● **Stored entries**
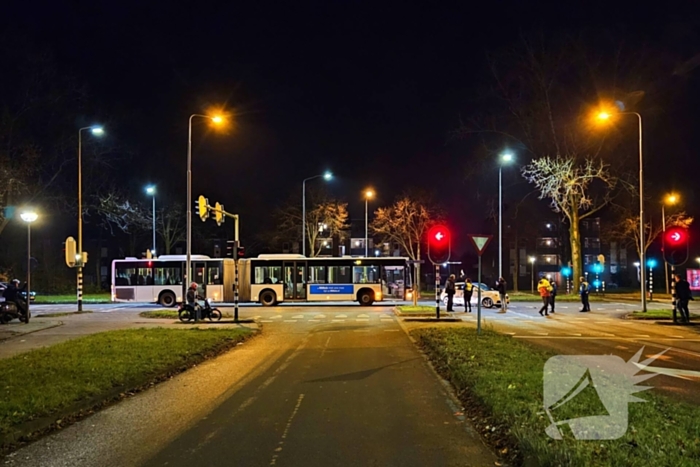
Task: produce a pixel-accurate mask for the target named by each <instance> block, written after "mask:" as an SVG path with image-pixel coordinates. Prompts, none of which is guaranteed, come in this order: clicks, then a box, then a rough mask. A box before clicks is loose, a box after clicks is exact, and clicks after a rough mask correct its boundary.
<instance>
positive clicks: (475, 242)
mask: <svg viewBox="0 0 700 467" xmlns="http://www.w3.org/2000/svg"><path fill="white" fill-rule="evenodd" d="M467 237H469V240H470V241H471V242H472V245H474V248H475V249H476V254H477V255H478V256H479V266H478V267H479V269H478V271H479V272H478V273H477V282H478V283H479V287H477V289H478V290H477V292H476V333H477V334H479V335H480V334H481V255H482V254H483V253H484V250H486V247H487V246H488V244H489V242H490V241H491V239H492V238H493V235H473V234H469V235H467Z"/></svg>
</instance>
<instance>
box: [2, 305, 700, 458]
mask: <svg viewBox="0 0 700 467" xmlns="http://www.w3.org/2000/svg"><path fill="white" fill-rule="evenodd" d="M660 306H663V304H660ZM39 307H40V306H39V305H37V306H36V308H39ZM46 307H50V305H47V306H46ZM592 307H593V310H594V311H593V312H592V313H585V314H584V313H579V312H578V305H577V304H576V303H560V304H559V305H558V306H557V313H556V314H555V315H554V316H552V317H549V318H544V317H540V316H539V315H538V314H537V309H538V306H537V304H536V303H513V304H512V305H511V307H510V308H509V311H508V312H507V313H505V314H501V313H498V310H493V309H492V310H483V316H482V317H483V323H482V324H483V325H484V326H492V327H493V328H495V329H497V330H499V331H501V332H504V333H507V334H509V335H511V336H512V337H513V338H514V339H524V340H527V341H528V342H531V343H533V344H535V345H541V346H545V347H547V348H550V349H553V350H554V351H556V352H557V353H562V354H611V353H612V354H615V355H619V356H621V357H623V358H625V359H628V358H629V357H631V356H632V355H633V354H634V353H635V352H636V351H637V350H639V349H640V348H642V347H644V348H645V351H644V355H645V356H651V355H653V354H656V353H658V352H659V351H662V350H665V349H668V350H667V351H666V353H665V354H664V355H663V356H662V357H661V358H660V359H659V360H657V362H655V363H654V364H653V366H654V367H660V368H666V369H673V370H685V371H700V333H699V332H698V331H699V329H698V328H697V327H685V326H673V325H661V324H654V323H649V322H638V321H629V320H624V319H622V316H623V315H624V314H626V313H627V312H629V311H631V310H634V309H636V304H630V303H627V304H626V303H595V304H592ZM92 308H95V309H94V310H93V311H96V312H97V311H101V313H99V314H88V315H78V316H75V317H70V318H67V319H76V320H78V319H79V320H81V321H85V322H86V323H87V322H91V321H95V322H96V321H108V322H110V323H111V322H114V323H115V324H114V325H115V326H117V325H120V326H121V325H123V324H119V323H131V325H135V324H138V323H139V322H145V321H150V320H144V319H143V318H137V317H138V312H140V311H143V310H145V309H153V308H154V306H153V305H126V306H125V305H120V306H115V305H94V306H93V307H92ZM37 311H39V310H37ZM47 311H48V310H47ZM475 315H476V313H472V314H465V313H457V314H455V315H454V316H455V317H459V318H461V323H456V324H452V323H450V324H448V323H445V324H441V325H445V326H453V325H458V326H459V325H466V326H475V324H476V323H475V321H476V316H475ZM241 317H242V318H254V319H256V321H257V322H258V323H259V324H261V325H262V326H263V329H264V331H263V335H262V336H260V337H258V338H255V339H253V340H252V341H250V342H247V343H246V344H244V345H243V346H241V347H239V348H237V349H235V350H234V351H232V352H228V353H227V354H225V355H223V356H221V357H219V358H217V359H214V360H211V361H208V362H206V363H204V364H202V365H199V366H198V367H196V368H193V369H191V370H189V371H187V372H186V373H184V374H181V375H179V376H178V377H175V378H173V379H171V380H169V381H167V382H165V383H162V384H160V385H158V386H156V387H155V388H152V389H151V390H149V391H146V392H144V393H141V394H138V395H136V396H134V397H132V398H129V399H127V400H125V401H123V402H121V403H119V404H117V405H115V406H112V407H110V408H108V409H106V410H103V411H101V412H98V413H96V414H94V415H92V416H91V417H89V418H87V419H85V420H83V421H81V422H79V423H76V424H75V425H72V426H70V427H68V428H66V429H64V430H62V431H60V432H57V433H55V434H53V435H51V436H48V437H46V438H43V439H41V440H39V441H37V442H36V443H33V444H31V445H29V446H27V447H25V448H23V449H21V450H20V451H17V452H16V453H14V454H13V455H11V456H10V457H8V458H7V459H5V460H4V461H5V463H6V464H7V465H17V466H98V465H110V466H136V465H148V466H161V465H168V466H186V465H187V466H189V465H251V466H253V465H280V466H281V465H304V466H314V465H319V466H320V465H324V466H326V465H341V466H342V465H363V466H364V465H402V466H403V465H420V466H423V465H441V466H442V465H494V462H495V461H496V460H497V459H496V457H495V456H494V455H493V454H492V453H491V452H490V451H489V450H488V449H487V448H486V447H485V446H484V445H483V444H482V443H481V441H480V440H479V439H478V437H477V436H476V435H475V434H474V433H473V432H472V431H471V428H470V425H469V423H468V422H467V421H465V420H464V417H463V416H462V415H461V407H459V406H458V405H457V404H456V402H455V400H454V398H453V397H452V396H451V394H450V392H449V391H448V390H447V389H446V388H445V386H444V385H443V383H442V382H440V380H439V379H438V378H437V377H436V376H435V375H434V374H433V373H432V371H431V370H430V368H429V366H427V365H426V363H425V361H424V359H423V357H422V356H421V355H420V353H419V352H418V351H417V350H416V348H415V347H414V346H413V344H412V343H411V341H410V339H409V338H408V336H407V335H406V334H405V332H404V330H405V329H407V328H411V327H415V326H428V325H435V324H434V323H419V322H409V321H405V322H402V321H401V319H400V318H398V317H396V316H395V315H394V314H393V313H392V312H391V307H386V306H374V307H369V308H361V307H359V306H357V305H351V306H342V307H341V306H335V307H328V306H293V305H292V306H290V305H287V306H281V307H273V308H262V307H243V308H242V309H241ZM50 331H51V330H49V331H45V332H50ZM42 332H44V331H42ZM52 332H53V331H52ZM31 336H36V337H37V338H38V337H41V332H37V333H34V334H32V335H31ZM9 342H10V341H8V342H7V343H9ZM5 344H6V343H5ZM671 373H673V371H671ZM699 383H700V380H699V378H696V377H687V376H686V377H683V378H681V377H678V376H677V375H660V376H658V377H656V378H653V379H651V380H649V381H648V382H646V383H645V384H648V385H651V386H653V387H654V389H651V390H652V391H661V392H665V393H669V394H673V395H674V396H676V397H680V398H682V399H685V400H688V401H691V402H693V403H700V384H699Z"/></svg>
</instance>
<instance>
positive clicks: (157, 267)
mask: <svg viewBox="0 0 700 467" xmlns="http://www.w3.org/2000/svg"><path fill="white" fill-rule="evenodd" d="M153 280H154V283H155V285H182V263H180V262H179V261H178V262H165V263H162V264H160V265H158V266H157V267H155V268H153Z"/></svg>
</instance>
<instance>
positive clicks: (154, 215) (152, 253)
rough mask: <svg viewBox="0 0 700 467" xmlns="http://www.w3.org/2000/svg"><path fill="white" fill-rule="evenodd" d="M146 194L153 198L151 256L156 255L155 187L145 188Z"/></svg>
mask: <svg viewBox="0 0 700 467" xmlns="http://www.w3.org/2000/svg"><path fill="white" fill-rule="evenodd" d="M146 193H148V194H149V195H151V196H152V197H153V214H152V217H153V247H152V248H151V254H152V255H153V256H155V255H156V187H154V186H153V185H151V186H147V187H146Z"/></svg>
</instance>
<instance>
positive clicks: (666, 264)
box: [661, 193, 678, 294]
mask: <svg viewBox="0 0 700 467" xmlns="http://www.w3.org/2000/svg"><path fill="white" fill-rule="evenodd" d="M677 202H678V195H676V194H674V193H671V194H669V195H666V197H665V198H664V200H663V202H662V203H661V230H662V235H663V233H666V210H665V209H664V208H665V206H666V204H670V205H674V204H676V203H677ZM664 278H665V280H666V293H667V294H668V293H669V289H668V287H669V285H668V263H667V262H666V258H664Z"/></svg>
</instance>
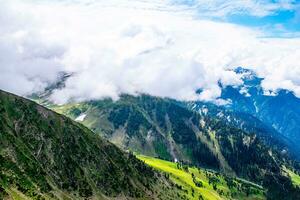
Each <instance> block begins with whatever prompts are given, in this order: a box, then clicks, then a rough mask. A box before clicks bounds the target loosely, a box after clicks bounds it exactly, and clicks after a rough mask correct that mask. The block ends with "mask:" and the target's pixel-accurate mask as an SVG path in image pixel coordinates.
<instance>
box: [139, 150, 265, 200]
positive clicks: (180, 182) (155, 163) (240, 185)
mask: <svg viewBox="0 0 300 200" xmlns="http://www.w3.org/2000/svg"><path fill="white" fill-rule="evenodd" d="M138 158H139V159H141V160H143V161H144V162H145V163H146V164H148V165H150V166H152V167H153V168H155V169H157V170H160V171H162V172H164V173H166V177H169V179H170V180H172V181H173V182H174V184H175V186H176V187H177V188H179V191H180V192H179V195H183V196H186V197H187V199H191V200H193V199H195V200H198V199H207V200H218V199H244V200H247V199H249V200H250V199H252V200H255V199H256V200H258V199H265V195H264V190H263V188H262V187H261V186H259V185H256V184H253V183H251V182H248V181H244V180H242V179H239V178H232V177H228V176H224V175H222V174H220V173H217V172H213V171H210V170H204V169H199V168H195V167H188V166H185V165H182V164H180V163H173V162H168V161H164V160H160V159H157V158H152V157H148V156H141V155H139V156H138Z"/></svg>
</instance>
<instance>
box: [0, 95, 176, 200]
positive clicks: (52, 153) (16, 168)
mask: <svg viewBox="0 0 300 200" xmlns="http://www.w3.org/2000/svg"><path fill="white" fill-rule="evenodd" d="M176 191H177V190H176V188H172V185H171V182H170V181H169V180H167V179H165V178H164V177H163V176H161V175H160V174H159V173H157V172H155V171H153V170H152V169H151V168H150V167H148V166H146V165H145V164H144V163H143V162H142V161H140V160H138V159H136V158H135V156H134V155H132V154H131V153H125V152H124V151H121V150H120V149H119V148H117V147H116V146H115V145H113V144H111V143H110V142H108V141H106V140H105V139H102V138H101V137H100V136H99V135H98V134H95V133H93V132H91V131H90V130H89V129H87V128H85V127H84V126H82V125H80V124H78V123H76V122H74V121H72V120H71V119H69V118H67V117H64V116H62V115H59V114H57V113H54V112H53V111H50V110H48V109H46V108H44V107H42V106H40V105H38V104H36V103H34V102H32V101H29V100H27V99H24V98H21V97H18V96H15V95H12V94H9V93H6V92H3V91H0V199H2V198H4V199H6V198H8V197H10V198H13V199H114V198H118V199H174V195H175V194H177V193H176ZM176 197H177V196H176ZM10 198H9V199H10Z"/></svg>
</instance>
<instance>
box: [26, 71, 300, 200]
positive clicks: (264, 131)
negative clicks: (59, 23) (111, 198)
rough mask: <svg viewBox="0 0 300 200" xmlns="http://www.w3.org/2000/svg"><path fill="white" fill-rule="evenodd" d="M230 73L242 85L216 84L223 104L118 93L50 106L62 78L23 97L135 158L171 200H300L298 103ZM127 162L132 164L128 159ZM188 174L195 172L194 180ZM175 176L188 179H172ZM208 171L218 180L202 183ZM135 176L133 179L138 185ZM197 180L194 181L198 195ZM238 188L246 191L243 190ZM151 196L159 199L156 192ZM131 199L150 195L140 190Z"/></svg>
mask: <svg viewBox="0 0 300 200" xmlns="http://www.w3.org/2000/svg"><path fill="white" fill-rule="evenodd" d="M235 72H236V73H238V74H241V76H242V77H243V81H244V84H243V85H241V86H239V87H232V86H226V87H223V86H222V85H221V84H220V87H221V88H222V95H221V97H220V98H222V99H223V100H226V101H227V102H229V103H227V104H225V105H216V104H213V103H209V102H199V101H197V102H182V101H177V100H174V99H169V98H160V97H154V96H150V95H146V94H140V95H138V96H131V95H127V94H123V95H121V96H120V98H119V99H118V100H117V101H113V100H111V99H109V98H107V99H102V100H93V101H86V102H69V103H67V104H64V105H56V104H54V103H53V102H51V101H50V98H49V97H50V96H51V94H52V93H53V91H54V90H59V89H62V88H63V87H64V82H65V81H66V80H67V79H68V77H70V76H71V75H67V74H62V76H61V78H60V79H59V81H58V82H57V83H55V84H53V85H50V86H49V87H48V88H46V90H45V91H43V92H40V93H35V94H33V95H31V96H29V98H31V99H32V100H34V101H36V102H37V103H39V104H41V105H43V106H46V107H48V108H49V109H51V110H53V111H55V112H57V113H60V114H63V115H65V116H67V117H69V118H71V119H73V120H74V121H77V122H79V123H81V124H82V125H84V126H85V127H87V128H89V129H90V130H91V131H92V133H93V134H94V135H98V136H100V137H99V139H100V138H104V139H102V140H108V141H110V142H111V143H113V144H115V145H116V146H117V147H118V148H120V149H122V151H125V152H132V153H129V155H132V154H134V155H137V158H139V159H141V160H143V161H144V162H145V164H147V165H150V166H152V167H153V168H154V172H151V173H157V174H158V175H156V176H154V177H158V178H157V180H159V181H158V182H159V184H163V185H166V186H165V187H166V188H167V189H164V191H170V190H173V189H175V190H178V192H177V194H178V195H179V196H181V197H183V198H187V199H198V198H199V199H201V198H203V199H247V198H248V199H261V198H262V199H264V198H267V199H299V198H300V188H299V183H300V182H299V180H300V176H299V175H298V174H299V172H300V165H299V152H300V151H299V147H297V145H295V144H297V141H298V139H299V138H300V137H299V136H298V135H297V133H298V132H297V127H298V126H297V124H298V123H297V122H299V119H298V118H297V116H298V113H300V112H298V110H297V109H295V108H297V107H298V106H295V105H298V104H297V103H299V102H300V100H299V99H298V98H297V97H295V96H294V95H293V94H292V93H290V92H288V91H278V94H276V95H273V96H270V95H267V94H265V91H263V89H262V87H261V86H260V84H261V81H262V79H261V78H259V77H257V76H256V75H255V74H254V73H253V72H252V71H250V70H247V69H243V68H240V67H239V68H236V70H235ZM199 92H201V90H199ZM274 104H276V105H277V106H274ZM297 112H298V113H297ZM288 119H289V120H288ZM72 123H75V122H72ZM75 124H77V123H75ZM298 128H299V127H298ZM87 145H88V144H87ZM114 148H116V147H114ZM122 151H120V152H122ZM123 153H124V152H123ZM124 154H125V155H126V153H124ZM108 156H110V155H109V154H108ZM133 157H134V156H133ZM132 160H134V161H132V162H137V160H135V158H132ZM163 160H165V161H163ZM167 161H169V163H167ZM172 162H175V163H177V166H176V164H175V165H173V164H171V163H172ZM174 166H175V167H174ZM182 166H183V167H182ZM144 167H145V166H144ZM145 169H148V168H146V167H145ZM193 169H198V170H197V173H196V172H195V171H194V172H193ZM174 170H181V171H183V172H184V173H187V174H183V175H178V173H177V172H176V171H174ZM150 171H151V170H150ZM202 172H203V173H204V174H205V173H206V176H202V175H201V173H202ZM207 172H211V173H212V176H214V177H217V178H216V179H217V181H216V182H214V183H213V182H212V181H211V179H210V178H208V179H207ZM138 173H139V172H135V174H136V175H135V176H136V177H137V179H138V177H139V174H138ZM149 173H150V172H149ZM161 173H163V174H164V176H163V175H161ZM159 174H160V175H159ZM186 176H187V177H189V176H190V177H191V181H192V182H190V181H189V180H187V178H186ZM194 176H195V177H196V178H193V177H194ZM151 177H152V176H151ZM161 177H163V178H161ZM201 177H202V178H201ZM146 179H148V178H146ZM196 179H197V180H198V179H199V180H200V182H201V184H200V185H201V187H200V188H199V187H197V185H199V184H197V181H195V180H196ZM206 179H207V180H208V183H209V184H208V185H207V186H206V184H205V182H206V181H207V180H206ZM237 180H240V181H241V183H239V182H238V181H237ZM231 181H233V182H234V183H235V184H233V185H234V186H232V184H231ZM249 181H250V182H249ZM150 182H151V184H150V183H149V185H154V186H153V187H154V188H159V187H157V184H158V183H157V182H155V181H150ZM154 182H155V183H154ZM243 183H244V184H245V183H249V184H250V183H251V184H252V185H251V184H250V185H248V187H250V189H249V188H248V189H246V191H245V187H244V186H243ZM133 184H134V183H133ZM211 184H212V186H213V187H212V188H210V187H209V186H211ZM222 184H223V185H222ZM239 184H240V185H239ZM134 185H136V184H134ZM174 185H175V186H174ZM194 187H195V188H194ZM252 187H254V188H252ZM255 187H256V189H255ZM57 188H58V189H60V187H59V186H57ZM138 188H140V187H138ZM146 188H147V187H146ZM226 188H227V189H226ZM251 188H252V189H251ZM203 190H208V191H210V192H211V193H215V195H210V194H208V193H205V192H203ZM143 191H144V193H143ZM152 191H155V192H157V194H161V193H160V192H161V191H160V190H158V191H157V190H155V189H153V190H152ZM183 191H184V192H183ZM120 193H121V194H126V193H124V192H123V191H120ZM120 193H119V194H120ZM138 193H139V194H149V192H147V191H145V190H142V191H139V192H138ZM244 193H246V195H245V196H243V194H244ZM93 194H94V193H93ZM104 194H105V193H104ZM127 194H128V193H127ZM130 194H131V193H130ZM164 194H166V195H167V196H168V195H169V194H168V192H164ZM171 194H173V193H172V192H171ZM125 196H126V195H125ZM125 196H124V198H125ZM216 196H218V197H216ZM242 196H243V197H242ZM161 197H162V196H159V195H157V196H155V197H154V196H153V195H152V196H151V198H161ZM165 198H166V197H162V199H165ZM170 198H171V199H172V197H170Z"/></svg>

● **Task brief**
How many lines in the records above contain the word "this"? Reply with the number alone.

● **Answer to the problem**
2